Filtering the records below, copy only those lines that include the word "blurred".
═══ Dataset records
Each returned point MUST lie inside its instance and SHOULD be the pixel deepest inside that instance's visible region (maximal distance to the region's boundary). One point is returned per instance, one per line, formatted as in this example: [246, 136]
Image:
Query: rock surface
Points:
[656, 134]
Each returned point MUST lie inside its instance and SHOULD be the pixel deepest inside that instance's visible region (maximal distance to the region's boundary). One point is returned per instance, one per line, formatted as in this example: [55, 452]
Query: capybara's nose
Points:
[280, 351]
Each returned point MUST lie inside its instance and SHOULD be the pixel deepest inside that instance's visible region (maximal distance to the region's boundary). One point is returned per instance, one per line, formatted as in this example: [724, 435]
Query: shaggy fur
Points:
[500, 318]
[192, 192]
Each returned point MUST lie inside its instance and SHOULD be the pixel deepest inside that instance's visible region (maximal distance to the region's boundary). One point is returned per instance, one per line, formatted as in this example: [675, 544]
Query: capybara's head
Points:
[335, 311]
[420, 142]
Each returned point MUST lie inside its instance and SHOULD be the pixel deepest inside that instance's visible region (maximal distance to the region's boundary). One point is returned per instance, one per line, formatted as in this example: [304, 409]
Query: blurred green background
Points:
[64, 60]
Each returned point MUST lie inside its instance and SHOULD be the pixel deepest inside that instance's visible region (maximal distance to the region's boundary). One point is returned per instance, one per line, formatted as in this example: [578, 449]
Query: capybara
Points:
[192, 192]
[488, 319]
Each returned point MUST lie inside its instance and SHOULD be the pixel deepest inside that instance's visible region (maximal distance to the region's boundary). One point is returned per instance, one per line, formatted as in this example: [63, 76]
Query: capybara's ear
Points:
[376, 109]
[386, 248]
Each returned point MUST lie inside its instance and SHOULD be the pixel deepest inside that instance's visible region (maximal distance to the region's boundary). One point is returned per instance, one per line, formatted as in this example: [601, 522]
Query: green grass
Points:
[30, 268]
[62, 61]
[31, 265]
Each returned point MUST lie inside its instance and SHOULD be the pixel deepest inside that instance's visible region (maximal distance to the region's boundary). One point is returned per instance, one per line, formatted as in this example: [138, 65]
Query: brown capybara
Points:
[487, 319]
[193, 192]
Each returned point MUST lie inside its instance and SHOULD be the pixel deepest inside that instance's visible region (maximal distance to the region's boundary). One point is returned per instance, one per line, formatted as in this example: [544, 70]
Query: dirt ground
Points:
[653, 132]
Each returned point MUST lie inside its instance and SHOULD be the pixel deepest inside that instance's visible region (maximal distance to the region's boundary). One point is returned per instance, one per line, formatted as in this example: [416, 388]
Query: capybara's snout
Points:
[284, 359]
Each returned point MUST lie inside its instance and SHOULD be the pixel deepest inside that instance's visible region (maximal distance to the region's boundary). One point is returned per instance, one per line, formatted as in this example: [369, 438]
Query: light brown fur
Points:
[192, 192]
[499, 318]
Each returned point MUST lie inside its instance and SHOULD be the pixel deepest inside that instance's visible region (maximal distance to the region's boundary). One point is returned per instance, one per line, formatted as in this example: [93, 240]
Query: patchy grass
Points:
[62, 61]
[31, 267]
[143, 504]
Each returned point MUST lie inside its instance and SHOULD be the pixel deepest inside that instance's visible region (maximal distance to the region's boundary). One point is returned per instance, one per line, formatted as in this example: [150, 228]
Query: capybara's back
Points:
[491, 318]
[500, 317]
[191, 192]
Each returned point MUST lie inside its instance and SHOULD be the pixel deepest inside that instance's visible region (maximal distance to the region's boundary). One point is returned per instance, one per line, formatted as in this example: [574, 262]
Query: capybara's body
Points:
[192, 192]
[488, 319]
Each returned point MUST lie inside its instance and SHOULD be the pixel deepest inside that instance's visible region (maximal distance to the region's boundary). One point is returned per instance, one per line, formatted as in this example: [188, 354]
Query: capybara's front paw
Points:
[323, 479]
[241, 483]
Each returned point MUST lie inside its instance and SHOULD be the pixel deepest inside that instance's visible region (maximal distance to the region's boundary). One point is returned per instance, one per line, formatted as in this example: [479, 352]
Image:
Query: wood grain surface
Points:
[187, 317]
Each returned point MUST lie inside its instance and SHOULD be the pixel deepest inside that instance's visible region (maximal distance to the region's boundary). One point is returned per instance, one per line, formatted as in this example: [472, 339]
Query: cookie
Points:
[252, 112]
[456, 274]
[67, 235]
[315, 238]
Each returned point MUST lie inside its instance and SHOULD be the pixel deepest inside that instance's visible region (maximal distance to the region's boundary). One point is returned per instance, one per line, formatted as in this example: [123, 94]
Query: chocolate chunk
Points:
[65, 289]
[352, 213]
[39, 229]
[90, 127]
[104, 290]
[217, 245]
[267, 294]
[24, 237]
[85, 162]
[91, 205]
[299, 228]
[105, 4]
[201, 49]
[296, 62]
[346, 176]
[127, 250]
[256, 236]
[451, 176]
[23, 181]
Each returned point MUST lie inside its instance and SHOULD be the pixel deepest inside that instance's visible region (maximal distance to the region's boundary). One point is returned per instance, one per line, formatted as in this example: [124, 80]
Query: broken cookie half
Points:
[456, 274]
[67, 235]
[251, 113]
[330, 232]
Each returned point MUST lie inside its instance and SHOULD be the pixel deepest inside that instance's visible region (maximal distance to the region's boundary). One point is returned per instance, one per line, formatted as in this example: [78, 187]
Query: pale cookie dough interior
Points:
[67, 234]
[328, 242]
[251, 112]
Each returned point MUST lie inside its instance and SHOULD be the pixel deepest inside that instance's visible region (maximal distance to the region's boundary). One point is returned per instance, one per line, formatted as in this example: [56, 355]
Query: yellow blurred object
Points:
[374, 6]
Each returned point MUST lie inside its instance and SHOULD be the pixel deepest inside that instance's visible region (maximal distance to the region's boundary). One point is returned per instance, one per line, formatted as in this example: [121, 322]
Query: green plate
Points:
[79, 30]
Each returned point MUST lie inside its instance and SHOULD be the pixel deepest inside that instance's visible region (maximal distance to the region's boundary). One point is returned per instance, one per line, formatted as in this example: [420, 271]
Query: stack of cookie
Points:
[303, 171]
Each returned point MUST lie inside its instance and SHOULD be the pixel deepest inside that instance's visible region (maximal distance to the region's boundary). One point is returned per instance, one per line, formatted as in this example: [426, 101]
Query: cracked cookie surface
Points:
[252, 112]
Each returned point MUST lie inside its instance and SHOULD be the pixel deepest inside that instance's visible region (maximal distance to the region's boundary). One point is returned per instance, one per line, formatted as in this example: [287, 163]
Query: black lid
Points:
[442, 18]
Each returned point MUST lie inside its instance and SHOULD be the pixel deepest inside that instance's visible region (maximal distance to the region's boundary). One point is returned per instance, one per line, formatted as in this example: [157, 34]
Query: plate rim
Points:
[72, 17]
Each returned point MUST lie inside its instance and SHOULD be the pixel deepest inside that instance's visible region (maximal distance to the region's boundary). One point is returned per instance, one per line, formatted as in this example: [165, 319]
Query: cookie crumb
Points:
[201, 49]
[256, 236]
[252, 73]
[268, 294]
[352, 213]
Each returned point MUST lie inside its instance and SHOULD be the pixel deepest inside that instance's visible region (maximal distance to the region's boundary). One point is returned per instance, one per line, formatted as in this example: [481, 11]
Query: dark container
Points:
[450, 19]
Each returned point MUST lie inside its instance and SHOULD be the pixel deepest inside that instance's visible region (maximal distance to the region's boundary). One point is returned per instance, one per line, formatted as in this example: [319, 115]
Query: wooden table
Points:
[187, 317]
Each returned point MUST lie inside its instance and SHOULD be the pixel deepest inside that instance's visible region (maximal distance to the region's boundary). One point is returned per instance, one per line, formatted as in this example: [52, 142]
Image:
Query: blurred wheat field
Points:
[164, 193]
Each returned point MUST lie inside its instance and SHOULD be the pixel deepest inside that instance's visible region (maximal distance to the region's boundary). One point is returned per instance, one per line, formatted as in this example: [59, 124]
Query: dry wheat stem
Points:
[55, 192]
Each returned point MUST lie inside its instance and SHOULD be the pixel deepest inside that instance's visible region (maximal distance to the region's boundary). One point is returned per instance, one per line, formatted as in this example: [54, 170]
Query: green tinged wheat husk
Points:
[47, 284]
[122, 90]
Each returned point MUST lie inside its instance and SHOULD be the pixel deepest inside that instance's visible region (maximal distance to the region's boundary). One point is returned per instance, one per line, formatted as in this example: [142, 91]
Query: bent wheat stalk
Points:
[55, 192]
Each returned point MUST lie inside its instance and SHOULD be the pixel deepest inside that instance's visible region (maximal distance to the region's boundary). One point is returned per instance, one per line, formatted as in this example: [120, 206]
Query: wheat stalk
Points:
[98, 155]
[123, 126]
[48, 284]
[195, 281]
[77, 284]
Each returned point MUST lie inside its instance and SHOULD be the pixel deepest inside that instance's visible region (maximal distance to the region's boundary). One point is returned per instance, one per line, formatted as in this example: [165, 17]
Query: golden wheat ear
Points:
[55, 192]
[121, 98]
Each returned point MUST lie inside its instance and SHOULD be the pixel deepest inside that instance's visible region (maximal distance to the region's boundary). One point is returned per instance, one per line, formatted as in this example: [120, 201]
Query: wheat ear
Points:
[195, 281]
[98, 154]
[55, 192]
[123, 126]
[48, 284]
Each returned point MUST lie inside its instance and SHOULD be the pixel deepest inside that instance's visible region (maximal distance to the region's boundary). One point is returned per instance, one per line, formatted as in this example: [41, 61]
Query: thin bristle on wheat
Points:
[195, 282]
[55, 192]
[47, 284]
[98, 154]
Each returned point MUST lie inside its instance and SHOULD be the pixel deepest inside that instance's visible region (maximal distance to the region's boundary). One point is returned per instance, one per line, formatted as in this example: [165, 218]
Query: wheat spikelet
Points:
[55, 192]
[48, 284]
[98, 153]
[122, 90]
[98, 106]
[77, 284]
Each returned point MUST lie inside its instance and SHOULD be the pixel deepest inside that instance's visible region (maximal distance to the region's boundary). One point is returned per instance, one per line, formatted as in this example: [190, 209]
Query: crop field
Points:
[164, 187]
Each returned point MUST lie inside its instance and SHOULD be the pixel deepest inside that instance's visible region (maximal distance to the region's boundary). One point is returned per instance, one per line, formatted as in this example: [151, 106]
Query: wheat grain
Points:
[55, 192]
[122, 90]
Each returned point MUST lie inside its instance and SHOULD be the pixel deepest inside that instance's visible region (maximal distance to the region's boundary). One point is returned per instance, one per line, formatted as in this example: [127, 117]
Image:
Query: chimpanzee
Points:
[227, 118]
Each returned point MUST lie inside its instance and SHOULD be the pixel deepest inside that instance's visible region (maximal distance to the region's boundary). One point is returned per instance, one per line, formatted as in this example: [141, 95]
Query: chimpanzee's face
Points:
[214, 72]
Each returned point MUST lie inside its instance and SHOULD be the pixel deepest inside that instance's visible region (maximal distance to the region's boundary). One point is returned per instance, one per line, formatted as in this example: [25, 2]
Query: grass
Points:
══════
Result »
Query: blurred green background
Query: yellow blurred object
Query: blurred wheat field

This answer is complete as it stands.